> [Task prompt]
Once you reach the end of the data, transcribe all of it exactly.

> [Stored data entries]
= = = =
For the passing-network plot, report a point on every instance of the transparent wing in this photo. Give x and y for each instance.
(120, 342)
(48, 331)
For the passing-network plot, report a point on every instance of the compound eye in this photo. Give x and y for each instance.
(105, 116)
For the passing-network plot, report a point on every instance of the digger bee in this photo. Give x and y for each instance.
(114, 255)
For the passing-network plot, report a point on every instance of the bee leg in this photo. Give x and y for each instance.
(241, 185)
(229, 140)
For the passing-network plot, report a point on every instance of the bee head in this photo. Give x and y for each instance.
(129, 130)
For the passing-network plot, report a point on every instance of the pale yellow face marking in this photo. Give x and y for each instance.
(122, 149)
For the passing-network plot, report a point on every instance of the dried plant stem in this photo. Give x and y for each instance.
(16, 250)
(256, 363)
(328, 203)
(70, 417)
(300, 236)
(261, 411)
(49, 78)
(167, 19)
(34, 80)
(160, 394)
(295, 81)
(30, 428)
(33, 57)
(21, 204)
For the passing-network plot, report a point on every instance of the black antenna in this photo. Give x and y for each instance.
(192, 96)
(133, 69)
= = = =
> [Written solution]
For the passing-network plot, report a point on every instance of the transparent wing in this photo. Give x and y for each instance.
(120, 342)
(48, 331)
For the passing-network plot, report a point on every instance of the compound eye in this photo. Give x and y for each instance.
(105, 116)
For the passing-network plot, report a point on every instance of the digger bee in this photo. Give x and y for each instance.
(114, 255)
For the passing-network plot, report a point on every instance of the bee leg in this photo. Give x and y for each instance.
(241, 185)
(229, 140)
For the passing-network plot, report a point on every instance of the bee head in this photo. Give x and y for each instance.
(129, 130)
For the passing-network plot, report a point on every instance of the pale yellow face marking in this photo. Give x and y for each instance.
(122, 149)
For the passing-network plot, report a point on every instance of the dried plant stem in this photo. Give x and y for each instance.
(16, 250)
(256, 363)
(328, 203)
(70, 417)
(300, 236)
(261, 411)
(49, 78)
(167, 19)
(34, 80)
(160, 394)
(295, 81)
(30, 428)
(33, 57)
(21, 204)
For the passing-network plot, report a point on every instance of the black antenna in this photo. Give x and y for each instance.
(192, 96)
(133, 69)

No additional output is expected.